* _The exercise_
From the items below, copy out verbatim everything from the line containing "point_to finds the wooden lamp" down to the line containing "pixel 43 153", including both of those lines.

* _Extracted entries_
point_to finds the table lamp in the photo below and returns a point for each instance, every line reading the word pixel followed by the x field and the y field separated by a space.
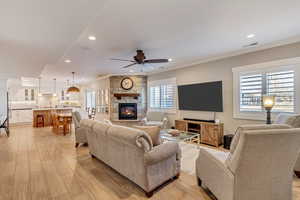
pixel 268 103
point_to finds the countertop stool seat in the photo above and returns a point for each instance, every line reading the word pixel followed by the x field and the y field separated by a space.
pixel 40 122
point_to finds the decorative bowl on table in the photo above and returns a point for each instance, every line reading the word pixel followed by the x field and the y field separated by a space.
pixel 174 132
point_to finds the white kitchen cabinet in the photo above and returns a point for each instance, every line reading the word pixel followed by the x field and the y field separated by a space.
pixel 21 116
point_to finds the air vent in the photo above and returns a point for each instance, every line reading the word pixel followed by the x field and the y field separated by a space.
pixel 251 45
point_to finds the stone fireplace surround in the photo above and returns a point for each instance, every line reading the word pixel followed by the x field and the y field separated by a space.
pixel 139 87
pixel 127 111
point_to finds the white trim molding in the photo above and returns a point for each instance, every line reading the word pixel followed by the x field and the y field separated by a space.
pixel 286 64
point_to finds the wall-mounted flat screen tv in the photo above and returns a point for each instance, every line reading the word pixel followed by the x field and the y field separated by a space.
pixel 201 97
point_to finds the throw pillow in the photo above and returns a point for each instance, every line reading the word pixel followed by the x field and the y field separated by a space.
pixel 153 132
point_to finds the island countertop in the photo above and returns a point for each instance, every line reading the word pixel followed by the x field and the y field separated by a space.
pixel 47 114
pixel 39 109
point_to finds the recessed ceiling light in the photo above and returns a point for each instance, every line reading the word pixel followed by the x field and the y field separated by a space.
pixel 91 37
pixel 251 36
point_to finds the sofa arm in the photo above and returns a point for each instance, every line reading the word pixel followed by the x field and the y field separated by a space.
pixel 162 152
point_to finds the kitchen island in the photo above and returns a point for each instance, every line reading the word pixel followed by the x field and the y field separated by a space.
pixel 47 114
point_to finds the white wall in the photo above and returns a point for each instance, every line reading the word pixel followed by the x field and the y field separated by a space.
pixel 222 70
pixel 3 98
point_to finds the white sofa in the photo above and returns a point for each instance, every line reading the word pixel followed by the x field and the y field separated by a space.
pixel 155 118
pixel 260 165
pixel 131 153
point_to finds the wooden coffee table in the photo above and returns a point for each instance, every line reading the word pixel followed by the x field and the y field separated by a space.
pixel 188 137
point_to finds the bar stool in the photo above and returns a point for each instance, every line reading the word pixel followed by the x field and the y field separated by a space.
pixel 40 121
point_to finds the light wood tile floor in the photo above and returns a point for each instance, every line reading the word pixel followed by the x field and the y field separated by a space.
pixel 36 164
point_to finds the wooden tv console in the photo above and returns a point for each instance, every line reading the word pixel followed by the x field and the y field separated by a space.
pixel 210 133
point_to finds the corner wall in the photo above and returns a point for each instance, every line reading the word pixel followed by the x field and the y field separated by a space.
pixel 3 97
pixel 222 70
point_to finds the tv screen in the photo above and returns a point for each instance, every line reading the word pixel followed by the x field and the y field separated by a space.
pixel 201 97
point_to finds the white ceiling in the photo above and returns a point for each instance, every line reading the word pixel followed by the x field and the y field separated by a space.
pixel 36 36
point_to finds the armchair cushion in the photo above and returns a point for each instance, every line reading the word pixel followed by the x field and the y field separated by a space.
pixel 153 132
pixel 211 169
pixel 242 128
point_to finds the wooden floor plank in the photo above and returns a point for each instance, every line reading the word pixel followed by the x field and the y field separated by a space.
pixel 35 164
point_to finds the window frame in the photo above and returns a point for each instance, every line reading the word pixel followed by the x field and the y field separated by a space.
pixel 169 81
pixel 267 67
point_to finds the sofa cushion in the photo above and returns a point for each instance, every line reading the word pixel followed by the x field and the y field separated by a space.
pixel 100 127
pixel 242 128
pixel 153 132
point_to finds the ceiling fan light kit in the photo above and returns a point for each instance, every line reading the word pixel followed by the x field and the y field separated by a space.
pixel 140 59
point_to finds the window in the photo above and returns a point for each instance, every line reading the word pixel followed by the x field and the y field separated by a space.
pixel 277 78
pixel 162 94
pixel 279 84
pixel 32 95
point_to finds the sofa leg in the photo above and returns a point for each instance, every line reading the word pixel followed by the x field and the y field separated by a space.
pixel 93 156
pixel 149 194
pixel 176 176
pixel 199 182
pixel 85 144
pixel 297 173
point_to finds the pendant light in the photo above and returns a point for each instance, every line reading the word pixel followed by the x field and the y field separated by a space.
pixel 39 93
pixel 73 88
pixel 54 94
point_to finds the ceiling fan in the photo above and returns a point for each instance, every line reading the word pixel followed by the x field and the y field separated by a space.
pixel 140 58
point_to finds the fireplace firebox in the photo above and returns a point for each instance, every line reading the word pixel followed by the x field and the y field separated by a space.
pixel 127 111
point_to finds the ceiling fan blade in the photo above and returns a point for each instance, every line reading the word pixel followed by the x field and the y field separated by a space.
pixel 156 61
pixel 129 65
pixel 122 60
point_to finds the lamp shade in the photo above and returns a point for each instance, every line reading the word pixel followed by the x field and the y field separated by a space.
pixel 73 89
pixel 268 102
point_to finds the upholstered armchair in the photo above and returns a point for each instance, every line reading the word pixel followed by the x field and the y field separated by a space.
pixel 259 167
pixel 155 118
pixel 292 120
pixel 80 134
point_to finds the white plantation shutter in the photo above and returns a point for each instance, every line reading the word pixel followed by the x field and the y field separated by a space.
pixel 155 97
pixel 162 94
pixel 167 96
pixel 251 92
pixel 282 86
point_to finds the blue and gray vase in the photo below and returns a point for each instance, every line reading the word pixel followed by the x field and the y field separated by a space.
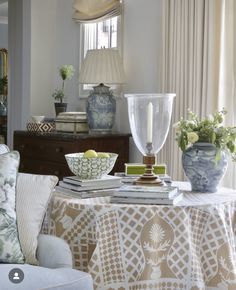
pixel 101 109
pixel 201 167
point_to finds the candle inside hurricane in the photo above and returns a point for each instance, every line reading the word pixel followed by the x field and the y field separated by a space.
pixel 149 118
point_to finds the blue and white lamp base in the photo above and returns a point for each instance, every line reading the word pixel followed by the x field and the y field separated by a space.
pixel 101 110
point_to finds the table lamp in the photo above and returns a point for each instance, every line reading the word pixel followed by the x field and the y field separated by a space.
pixel 149 118
pixel 101 66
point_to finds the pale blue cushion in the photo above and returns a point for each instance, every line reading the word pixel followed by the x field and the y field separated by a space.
pixel 10 249
pixel 36 278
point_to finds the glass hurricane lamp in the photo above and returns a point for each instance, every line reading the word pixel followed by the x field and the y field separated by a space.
pixel 149 118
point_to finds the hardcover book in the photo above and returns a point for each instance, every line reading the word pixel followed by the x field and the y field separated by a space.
pixel 143 200
pixel 138 168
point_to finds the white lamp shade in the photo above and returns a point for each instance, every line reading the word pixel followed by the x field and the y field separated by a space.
pixel 102 66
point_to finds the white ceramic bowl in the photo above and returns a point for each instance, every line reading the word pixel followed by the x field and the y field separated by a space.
pixel 37 119
pixel 90 168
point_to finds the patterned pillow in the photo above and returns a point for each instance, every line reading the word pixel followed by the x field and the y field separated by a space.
pixel 10 249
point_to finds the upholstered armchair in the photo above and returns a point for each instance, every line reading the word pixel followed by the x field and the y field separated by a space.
pixel 45 260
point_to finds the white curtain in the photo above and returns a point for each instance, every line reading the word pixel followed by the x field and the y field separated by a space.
pixel 96 10
pixel 191 54
pixel 227 96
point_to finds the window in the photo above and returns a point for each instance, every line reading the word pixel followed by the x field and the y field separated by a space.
pixel 99 35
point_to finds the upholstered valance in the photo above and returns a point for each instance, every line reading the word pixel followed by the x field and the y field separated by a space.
pixel 95 10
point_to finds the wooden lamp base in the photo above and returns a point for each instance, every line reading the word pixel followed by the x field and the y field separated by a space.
pixel 148 178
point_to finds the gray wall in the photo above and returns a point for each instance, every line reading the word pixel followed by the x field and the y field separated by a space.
pixel 3 35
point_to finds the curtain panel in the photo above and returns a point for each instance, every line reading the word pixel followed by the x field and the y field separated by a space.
pixel 193 36
pixel 96 10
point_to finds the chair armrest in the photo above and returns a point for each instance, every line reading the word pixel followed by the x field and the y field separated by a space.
pixel 53 252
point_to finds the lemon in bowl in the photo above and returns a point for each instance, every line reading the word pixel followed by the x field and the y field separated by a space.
pixel 91 164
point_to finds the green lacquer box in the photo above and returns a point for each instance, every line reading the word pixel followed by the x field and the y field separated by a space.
pixel 138 168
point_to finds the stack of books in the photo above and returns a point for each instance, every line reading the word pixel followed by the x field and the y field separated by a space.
pixel 84 188
pixel 139 169
pixel 74 122
pixel 137 194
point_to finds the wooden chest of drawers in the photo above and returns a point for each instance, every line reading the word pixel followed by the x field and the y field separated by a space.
pixel 43 153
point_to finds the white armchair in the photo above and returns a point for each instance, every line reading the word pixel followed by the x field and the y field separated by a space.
pixel 55 266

* _Written response_
point_to finds the wooden lamp base in the photo above and returns a point for each instance, every line reading the word pixel followed by the x field and the y field separated by a space.
pixel 148 178
point_to finds the gray wall in the photo above and returns a point for each instance, every line reading the word pixel followed by the x field and the y field separated by a space.
pixel 3 35
point_to finds the curtain panel in the photo above and returns a point for each instance, every line reading the word pixel followed by the x field and the y field separated by a space.
pixel 193 36
pixel 96 10
point_to finds the chair armrest in the photo above and returns a point for each instance, every line reading the word pixel followed by the x field and the y field separated by a space.
pixel 53 252
point_to finds the lemon in bowl in the photo above and returns a point for each instance, every line reading the word pixel followed by the x field and the y field separated by a space.
pixel 91 164
point_to finds the green lacquer box in the photo above and returns a point for each instance, every line reading the word pixel followed by the x field and the y field separated by a space.
pixel 138 168
point_to finds the stack of books in the photo above and returns a point for each instance, every line reading the word pixel followed by the x field and the y field separated by a space.
pixel 84 188
pixel 139 169
pixel 74 122
pixel 137 194
point_to finds the wooden chest of drawers in the photo above and returns a point for each instance, every line reading the word pixel followed by the x field and the y field separated by a space.
pixel 43 153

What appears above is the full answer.